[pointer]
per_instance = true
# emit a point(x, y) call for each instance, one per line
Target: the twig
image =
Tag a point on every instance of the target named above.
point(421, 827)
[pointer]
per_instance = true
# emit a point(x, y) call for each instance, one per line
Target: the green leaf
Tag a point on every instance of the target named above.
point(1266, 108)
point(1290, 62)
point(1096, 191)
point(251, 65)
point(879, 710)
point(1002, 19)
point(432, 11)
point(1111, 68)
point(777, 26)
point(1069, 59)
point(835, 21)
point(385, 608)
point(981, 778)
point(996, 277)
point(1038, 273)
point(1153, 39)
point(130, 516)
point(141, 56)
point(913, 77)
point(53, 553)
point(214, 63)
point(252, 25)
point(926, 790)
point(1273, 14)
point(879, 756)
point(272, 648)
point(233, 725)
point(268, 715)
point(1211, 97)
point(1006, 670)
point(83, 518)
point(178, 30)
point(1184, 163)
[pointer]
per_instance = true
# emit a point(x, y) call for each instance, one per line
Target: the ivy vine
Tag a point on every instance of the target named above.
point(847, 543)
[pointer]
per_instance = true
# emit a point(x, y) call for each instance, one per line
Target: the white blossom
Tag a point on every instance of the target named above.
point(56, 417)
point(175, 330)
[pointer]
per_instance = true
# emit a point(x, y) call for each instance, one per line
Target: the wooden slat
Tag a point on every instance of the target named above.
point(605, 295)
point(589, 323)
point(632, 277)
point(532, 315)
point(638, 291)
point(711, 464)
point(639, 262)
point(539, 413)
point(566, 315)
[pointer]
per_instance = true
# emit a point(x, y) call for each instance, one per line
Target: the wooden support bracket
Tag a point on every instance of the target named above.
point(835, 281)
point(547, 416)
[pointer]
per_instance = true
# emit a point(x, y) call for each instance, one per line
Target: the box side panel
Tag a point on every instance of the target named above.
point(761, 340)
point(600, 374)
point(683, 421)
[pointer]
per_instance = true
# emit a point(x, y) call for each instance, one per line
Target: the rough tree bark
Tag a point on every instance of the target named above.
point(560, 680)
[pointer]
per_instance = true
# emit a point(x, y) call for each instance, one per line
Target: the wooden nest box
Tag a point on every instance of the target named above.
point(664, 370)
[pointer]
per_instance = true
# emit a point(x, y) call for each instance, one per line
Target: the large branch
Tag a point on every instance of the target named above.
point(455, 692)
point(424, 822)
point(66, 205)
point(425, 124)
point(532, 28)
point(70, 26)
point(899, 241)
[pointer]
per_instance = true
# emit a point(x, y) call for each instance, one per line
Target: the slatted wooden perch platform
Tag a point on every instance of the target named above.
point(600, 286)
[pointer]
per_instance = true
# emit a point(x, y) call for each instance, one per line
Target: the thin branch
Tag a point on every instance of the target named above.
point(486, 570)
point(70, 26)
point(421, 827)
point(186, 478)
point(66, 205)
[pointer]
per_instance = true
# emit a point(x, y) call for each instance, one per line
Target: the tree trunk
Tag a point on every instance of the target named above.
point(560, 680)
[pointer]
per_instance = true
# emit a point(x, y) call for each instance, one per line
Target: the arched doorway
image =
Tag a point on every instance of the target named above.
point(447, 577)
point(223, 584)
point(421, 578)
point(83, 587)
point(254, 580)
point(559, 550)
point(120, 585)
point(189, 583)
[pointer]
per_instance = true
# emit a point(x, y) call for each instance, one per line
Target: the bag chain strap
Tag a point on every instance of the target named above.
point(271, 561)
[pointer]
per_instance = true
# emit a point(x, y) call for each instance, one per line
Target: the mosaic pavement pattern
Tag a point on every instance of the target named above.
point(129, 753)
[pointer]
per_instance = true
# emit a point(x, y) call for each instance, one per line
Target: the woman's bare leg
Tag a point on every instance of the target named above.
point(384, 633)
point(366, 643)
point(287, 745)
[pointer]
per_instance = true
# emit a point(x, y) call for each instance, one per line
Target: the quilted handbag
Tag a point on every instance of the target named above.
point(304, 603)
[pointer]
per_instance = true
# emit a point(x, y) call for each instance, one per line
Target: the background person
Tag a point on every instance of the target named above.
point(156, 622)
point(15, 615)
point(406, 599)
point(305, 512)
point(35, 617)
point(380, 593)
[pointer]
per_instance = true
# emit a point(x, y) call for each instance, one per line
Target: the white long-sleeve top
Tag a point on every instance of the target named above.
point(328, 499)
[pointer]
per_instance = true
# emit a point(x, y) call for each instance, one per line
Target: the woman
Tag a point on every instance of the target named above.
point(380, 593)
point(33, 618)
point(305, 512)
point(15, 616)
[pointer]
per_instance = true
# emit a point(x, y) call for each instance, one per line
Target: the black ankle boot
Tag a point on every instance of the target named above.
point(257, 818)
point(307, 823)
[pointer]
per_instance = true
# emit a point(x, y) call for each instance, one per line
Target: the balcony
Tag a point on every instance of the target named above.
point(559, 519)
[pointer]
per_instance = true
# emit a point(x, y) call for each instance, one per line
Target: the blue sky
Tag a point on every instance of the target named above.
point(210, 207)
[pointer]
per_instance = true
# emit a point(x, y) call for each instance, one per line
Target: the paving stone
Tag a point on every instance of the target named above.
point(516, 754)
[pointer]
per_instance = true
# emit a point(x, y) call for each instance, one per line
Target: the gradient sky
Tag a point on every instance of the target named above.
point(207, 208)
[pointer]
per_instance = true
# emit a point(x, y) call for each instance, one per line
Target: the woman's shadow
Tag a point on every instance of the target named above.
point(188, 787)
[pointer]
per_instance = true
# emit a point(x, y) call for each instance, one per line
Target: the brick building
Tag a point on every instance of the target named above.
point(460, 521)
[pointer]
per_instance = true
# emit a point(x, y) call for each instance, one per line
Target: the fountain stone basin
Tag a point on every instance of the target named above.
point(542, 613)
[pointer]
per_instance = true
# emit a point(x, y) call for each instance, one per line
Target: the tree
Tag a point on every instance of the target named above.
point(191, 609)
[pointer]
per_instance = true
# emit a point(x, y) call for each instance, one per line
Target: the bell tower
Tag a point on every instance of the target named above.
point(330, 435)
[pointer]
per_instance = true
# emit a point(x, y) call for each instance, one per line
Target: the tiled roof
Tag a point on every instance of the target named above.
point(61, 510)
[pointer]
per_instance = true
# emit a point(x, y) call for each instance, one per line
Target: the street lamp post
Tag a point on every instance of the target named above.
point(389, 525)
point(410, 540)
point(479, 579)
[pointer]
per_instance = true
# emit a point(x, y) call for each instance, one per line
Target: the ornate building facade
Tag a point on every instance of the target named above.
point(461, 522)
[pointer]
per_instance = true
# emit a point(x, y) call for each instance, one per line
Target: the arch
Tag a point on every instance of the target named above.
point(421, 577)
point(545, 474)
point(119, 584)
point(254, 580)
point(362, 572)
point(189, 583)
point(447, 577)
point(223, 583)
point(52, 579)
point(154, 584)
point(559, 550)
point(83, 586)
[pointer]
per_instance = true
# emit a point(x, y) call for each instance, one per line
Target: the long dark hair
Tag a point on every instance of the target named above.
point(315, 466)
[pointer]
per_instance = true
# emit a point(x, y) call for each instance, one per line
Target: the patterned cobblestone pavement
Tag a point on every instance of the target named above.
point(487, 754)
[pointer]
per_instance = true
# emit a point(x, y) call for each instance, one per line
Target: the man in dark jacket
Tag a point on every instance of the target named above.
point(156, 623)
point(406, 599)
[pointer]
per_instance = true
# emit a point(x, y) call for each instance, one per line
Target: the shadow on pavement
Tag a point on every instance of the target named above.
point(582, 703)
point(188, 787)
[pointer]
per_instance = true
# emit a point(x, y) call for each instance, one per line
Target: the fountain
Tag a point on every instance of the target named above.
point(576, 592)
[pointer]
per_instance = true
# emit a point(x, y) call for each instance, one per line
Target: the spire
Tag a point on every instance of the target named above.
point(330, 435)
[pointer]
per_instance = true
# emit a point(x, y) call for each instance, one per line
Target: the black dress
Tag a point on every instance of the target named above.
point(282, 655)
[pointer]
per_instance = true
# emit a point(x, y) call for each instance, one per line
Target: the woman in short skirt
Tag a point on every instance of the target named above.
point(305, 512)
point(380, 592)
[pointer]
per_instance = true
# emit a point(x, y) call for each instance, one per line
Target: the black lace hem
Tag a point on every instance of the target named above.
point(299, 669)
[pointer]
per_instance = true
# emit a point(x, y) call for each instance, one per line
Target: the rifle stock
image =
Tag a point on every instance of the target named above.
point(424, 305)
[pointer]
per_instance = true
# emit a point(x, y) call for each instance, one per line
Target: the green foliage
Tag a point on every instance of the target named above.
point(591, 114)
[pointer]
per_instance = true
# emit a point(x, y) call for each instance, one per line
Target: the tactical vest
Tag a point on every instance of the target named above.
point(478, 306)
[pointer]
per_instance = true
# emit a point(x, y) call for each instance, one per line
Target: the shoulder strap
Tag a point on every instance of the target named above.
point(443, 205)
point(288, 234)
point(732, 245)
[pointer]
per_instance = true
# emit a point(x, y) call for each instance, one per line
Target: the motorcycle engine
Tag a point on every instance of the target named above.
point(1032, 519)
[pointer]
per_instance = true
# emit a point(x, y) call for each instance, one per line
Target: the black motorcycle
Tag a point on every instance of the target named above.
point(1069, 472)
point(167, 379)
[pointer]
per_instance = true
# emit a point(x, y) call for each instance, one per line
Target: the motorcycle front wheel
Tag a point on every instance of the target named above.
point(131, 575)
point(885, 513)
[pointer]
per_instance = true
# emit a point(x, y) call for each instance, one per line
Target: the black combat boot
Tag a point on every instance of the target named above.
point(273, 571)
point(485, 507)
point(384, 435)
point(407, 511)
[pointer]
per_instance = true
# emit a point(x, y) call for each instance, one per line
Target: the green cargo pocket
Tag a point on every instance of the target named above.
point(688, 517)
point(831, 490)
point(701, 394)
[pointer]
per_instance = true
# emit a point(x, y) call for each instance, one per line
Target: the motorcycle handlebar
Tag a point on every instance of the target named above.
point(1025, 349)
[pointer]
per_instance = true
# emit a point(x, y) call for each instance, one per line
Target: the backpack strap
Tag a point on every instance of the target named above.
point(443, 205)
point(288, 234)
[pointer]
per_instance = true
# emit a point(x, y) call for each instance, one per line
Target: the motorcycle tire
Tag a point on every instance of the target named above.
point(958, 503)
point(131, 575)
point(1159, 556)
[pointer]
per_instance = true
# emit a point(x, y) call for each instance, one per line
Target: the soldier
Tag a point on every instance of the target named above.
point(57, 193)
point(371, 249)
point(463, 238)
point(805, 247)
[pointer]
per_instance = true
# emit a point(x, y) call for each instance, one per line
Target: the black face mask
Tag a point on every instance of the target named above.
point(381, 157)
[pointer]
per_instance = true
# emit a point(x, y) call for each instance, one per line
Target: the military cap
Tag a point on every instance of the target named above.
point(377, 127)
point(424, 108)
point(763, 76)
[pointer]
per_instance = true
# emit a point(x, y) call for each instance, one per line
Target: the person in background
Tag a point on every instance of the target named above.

────────────────

EXERCISE PROMPT:
Please copy the lines in the records above between the one holding "Target: the brick building" and the one holding "Target: the ornate building facade", inclusive, exactly and with no other line.

RESULT:
Target: the brick building
Tag a point on every instance of the target named above.
point(460, 521)
[pointer]
per_instance = true
# emit a point(x, y) call for each instance, one per line
Target: the fountain stone basin
Tag a point on every instance of the target named above.
point(542, 613)
[pointer]
per_instance = true
# emit a point(x, y) call for each instance, one per line
Target: the tree
Tag a point on every instance of the target named above.
point(191, 609)
[pointer]
per_instance = true
# emit a point(x, y) call for each instance, one per line
Target: the bell tower
Tag a point on every instance of the target named above.
point(330, 435)
[pointer]
per_instance = true
# emit a point(x, y) call for each instance, one per line
Target: the tiled roof
Tag a point on every instance of the target named above.
point(61, 510)
[pointer]
per_instance = true
# emit a point(x, y) call for each instance, one per line
Target: the street lamp post
Tag a point on every instance of the target named above.
point(389, 525)
point(410, 540)
point(479, 579)
[pointer]
per_instance = true
# emit a point(x, y) call for each instance, one per line
Target: the ornate building facade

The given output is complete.